▶ _What is expected_
Can you format every line of the data below as a Markdown table with the columns Row and Line, numbering the rows and omitting blank lines?
------------------------------------------------------------------------
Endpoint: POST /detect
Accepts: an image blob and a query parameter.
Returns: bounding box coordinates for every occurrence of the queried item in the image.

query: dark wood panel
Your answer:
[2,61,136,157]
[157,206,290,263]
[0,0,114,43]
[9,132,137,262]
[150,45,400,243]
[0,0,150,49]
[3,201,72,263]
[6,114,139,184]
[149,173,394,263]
------------------------------------------------------------------------
▶ _Response_
| Row | Line |
|---|---|
| 1 | Endpoint: POST /detect |
| 2 | Accepts: an image blob and a query parameter. |
| 3 | Returns: bounding box coordinates for every occurrence of the queried item in the image. |
| 4 | query: dark wood panel |
| 5 | Your answer: |
| 6 | [2,61,136,157] |
| 7 | [157,206,290,263] |
| 8 | [0,0,114,43] |
| 9 | [9,132,137,262] |
| 10 | [150,45,400,243] |
| 11 | [0,0,150,49] |
| 12 | [3,201,72,263] |
| 13 | [6,114,139,184] |
| 14 | [149,173,394,263] |